▶ _What to produce_: Transcribe exactly the line that contains "Query: windshield wiper" and each line that comes after it in the material, the last line included, and nothing more.

[Stored data Boundary: Start]

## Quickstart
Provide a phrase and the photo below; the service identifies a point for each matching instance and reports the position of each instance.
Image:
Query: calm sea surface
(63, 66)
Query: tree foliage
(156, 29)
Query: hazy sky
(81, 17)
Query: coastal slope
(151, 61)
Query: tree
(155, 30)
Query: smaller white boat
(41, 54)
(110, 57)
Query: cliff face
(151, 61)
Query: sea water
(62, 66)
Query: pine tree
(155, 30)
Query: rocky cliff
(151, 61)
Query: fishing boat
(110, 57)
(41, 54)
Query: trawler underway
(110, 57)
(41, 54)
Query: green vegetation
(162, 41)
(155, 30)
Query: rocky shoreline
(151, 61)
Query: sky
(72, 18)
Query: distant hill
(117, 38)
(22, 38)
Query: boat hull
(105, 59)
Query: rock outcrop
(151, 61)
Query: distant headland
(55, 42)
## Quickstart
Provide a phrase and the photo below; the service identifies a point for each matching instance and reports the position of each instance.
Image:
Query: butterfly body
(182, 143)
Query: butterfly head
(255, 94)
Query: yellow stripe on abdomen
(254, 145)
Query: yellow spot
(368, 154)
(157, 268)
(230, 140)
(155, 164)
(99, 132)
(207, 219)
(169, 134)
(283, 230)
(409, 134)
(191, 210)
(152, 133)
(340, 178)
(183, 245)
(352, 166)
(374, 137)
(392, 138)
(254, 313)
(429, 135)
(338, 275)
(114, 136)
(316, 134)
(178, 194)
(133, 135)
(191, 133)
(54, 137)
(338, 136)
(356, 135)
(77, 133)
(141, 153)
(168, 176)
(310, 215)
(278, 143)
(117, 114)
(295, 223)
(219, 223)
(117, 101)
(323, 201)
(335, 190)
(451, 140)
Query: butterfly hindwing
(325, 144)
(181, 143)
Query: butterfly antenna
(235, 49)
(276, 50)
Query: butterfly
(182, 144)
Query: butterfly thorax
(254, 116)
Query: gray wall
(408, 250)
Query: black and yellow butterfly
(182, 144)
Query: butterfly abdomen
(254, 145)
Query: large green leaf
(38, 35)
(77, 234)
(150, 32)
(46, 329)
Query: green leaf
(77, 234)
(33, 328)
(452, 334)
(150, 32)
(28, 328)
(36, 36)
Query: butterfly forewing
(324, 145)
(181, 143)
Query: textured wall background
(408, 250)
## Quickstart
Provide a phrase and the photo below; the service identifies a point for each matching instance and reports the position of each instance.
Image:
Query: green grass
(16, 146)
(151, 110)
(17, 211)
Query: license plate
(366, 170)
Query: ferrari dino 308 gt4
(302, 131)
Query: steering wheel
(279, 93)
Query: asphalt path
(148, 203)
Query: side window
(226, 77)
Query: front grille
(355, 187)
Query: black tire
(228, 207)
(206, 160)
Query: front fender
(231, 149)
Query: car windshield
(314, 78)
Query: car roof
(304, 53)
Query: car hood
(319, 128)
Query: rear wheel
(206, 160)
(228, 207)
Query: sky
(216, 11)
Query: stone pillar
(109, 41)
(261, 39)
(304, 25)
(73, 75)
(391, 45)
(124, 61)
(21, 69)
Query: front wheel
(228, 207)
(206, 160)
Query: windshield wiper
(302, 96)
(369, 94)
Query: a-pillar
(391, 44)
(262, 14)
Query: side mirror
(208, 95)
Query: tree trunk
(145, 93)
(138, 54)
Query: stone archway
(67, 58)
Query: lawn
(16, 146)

[Stored data Boundary: End]

▶ _Written response_:
Query: windshield wiper
(302, 96)
(369, 94)
Query: a-pillar
(391, 44)
(262, 14)
Query: side mirror
(208, 95)
Query: tree trunk
(145, 93)
(138, 54)
Query: stone archway
(67, 58)
Query: lawn
(16, 146)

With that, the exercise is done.